Extracted text =
* * *

Note: If like me you are lazy and you don’t want to type everything, simply copy the text, place your cursor where you want the text to go and in Virtual PC select ‘Edit>Paste‘ and it will ‘type’ everything for you.
<Edit>Have a look at the third post to help you handle updates.
This didn’t work for me. It resized to 800×600 as Ubuntu was loading, even after editing the menu.lst file. Nothing. At all. Any tips?
@John
Thanks! Worked Perfect…!
Thanks again..
Thanks heaps. Worked perfect
Great article.. Every word worked as is !
Thanks a ton for your help !
I just posted a solution on my blog for getting Ubuntu Server 9.10 to run on Virtual PC in Windows 7:
http://blog.axelfontaine.eu/2009/11/taming-beasts-getting-ubuntu-server-910.html
Credits go to this post for inspiration!
@Axel
Not sure I understand, what solution are you talking about? What I posted here works just fine on Windows 7.

* * *

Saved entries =
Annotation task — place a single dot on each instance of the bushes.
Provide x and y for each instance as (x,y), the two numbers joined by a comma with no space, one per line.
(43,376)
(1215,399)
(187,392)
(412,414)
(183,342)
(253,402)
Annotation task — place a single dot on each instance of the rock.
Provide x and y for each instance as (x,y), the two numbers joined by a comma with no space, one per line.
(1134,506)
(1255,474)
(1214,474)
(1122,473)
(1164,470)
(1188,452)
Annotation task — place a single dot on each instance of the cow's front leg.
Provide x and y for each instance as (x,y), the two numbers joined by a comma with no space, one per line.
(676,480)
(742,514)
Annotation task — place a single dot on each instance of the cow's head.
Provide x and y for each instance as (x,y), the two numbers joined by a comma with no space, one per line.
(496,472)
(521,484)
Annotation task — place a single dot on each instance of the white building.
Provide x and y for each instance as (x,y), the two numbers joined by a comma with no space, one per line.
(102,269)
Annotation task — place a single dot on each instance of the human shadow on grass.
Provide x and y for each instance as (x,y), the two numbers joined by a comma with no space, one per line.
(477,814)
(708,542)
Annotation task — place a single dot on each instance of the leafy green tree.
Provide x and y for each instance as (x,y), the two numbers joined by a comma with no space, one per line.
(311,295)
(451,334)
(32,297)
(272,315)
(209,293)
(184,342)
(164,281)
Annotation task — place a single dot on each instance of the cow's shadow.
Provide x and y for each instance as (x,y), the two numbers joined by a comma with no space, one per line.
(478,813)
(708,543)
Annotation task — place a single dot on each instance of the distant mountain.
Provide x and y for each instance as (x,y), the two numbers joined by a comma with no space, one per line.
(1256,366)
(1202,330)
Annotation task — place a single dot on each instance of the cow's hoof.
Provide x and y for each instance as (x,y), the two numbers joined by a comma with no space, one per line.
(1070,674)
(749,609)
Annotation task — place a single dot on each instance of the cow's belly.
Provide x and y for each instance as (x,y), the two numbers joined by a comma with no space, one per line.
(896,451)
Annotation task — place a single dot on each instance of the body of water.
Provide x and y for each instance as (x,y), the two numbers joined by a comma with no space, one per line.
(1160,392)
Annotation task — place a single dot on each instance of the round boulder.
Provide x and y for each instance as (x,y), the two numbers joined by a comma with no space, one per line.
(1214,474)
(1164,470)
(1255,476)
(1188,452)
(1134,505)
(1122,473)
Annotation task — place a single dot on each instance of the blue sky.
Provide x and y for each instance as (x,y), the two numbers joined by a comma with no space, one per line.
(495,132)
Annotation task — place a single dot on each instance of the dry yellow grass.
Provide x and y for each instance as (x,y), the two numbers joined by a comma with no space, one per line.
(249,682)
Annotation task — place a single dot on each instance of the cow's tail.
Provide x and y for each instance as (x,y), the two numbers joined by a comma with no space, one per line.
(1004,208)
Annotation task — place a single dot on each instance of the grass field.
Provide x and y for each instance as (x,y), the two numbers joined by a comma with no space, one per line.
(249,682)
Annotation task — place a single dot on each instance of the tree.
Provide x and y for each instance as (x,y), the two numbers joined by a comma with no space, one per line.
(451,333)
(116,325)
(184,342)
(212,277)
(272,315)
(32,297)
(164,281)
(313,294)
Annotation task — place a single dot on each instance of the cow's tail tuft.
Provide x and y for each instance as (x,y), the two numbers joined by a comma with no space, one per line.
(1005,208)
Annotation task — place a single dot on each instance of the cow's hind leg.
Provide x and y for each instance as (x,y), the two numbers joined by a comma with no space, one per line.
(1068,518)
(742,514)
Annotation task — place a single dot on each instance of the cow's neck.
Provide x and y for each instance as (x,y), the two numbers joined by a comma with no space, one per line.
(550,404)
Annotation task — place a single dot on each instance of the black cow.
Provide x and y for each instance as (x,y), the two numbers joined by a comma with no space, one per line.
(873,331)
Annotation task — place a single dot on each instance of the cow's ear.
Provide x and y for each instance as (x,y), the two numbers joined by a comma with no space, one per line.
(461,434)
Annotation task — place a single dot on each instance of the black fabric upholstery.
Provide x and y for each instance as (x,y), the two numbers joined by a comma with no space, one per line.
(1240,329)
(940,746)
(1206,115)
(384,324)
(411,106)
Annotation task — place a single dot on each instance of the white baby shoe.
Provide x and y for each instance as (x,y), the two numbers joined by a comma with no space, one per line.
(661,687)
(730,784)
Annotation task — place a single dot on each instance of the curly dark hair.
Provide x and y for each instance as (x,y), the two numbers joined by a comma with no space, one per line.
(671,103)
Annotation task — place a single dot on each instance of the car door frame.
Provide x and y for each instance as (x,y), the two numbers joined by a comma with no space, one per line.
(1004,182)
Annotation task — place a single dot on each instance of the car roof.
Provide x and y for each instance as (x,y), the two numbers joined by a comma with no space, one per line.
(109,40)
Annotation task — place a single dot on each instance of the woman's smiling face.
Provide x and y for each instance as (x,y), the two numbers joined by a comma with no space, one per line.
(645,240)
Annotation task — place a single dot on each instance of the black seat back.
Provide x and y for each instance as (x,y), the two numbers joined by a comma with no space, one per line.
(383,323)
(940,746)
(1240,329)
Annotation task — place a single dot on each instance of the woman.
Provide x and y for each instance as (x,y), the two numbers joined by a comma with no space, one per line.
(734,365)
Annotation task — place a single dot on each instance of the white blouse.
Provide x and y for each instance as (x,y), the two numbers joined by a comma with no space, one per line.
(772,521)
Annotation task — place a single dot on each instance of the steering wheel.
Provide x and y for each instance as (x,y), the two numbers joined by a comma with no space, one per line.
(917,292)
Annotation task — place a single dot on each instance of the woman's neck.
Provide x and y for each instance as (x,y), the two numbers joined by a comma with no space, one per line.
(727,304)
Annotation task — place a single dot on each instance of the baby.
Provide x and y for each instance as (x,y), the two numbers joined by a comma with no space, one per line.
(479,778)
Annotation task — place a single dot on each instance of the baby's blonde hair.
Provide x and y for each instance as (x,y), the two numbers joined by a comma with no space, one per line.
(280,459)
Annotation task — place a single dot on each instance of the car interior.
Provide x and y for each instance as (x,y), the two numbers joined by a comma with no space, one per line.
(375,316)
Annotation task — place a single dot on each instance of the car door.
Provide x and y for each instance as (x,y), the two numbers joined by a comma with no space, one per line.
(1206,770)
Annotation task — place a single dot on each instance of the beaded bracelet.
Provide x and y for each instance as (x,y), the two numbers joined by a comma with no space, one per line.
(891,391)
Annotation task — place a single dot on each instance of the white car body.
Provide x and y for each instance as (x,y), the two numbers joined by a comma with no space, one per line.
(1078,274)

* * *

Pick up the comment thread about running Ubuntu in Virtual PC after its last sentence and continue it.

Exercise result =
@admin
Actually you’re right! Somehow I must have tried it first with vga=791 which somehow doesn’t boot correctly in the VM and assumed the kernel had to be changed. With vga=771 it indeed does work perfectly.
Thanks for pointing it out and making me look into this issue again!
grub.lst has been removed in Ubuntu 9.x
Pressing escape key has no effect…
@Tarik
I am not sure I understand what you are saying?
What has this got to do with Ubuntu 9.04?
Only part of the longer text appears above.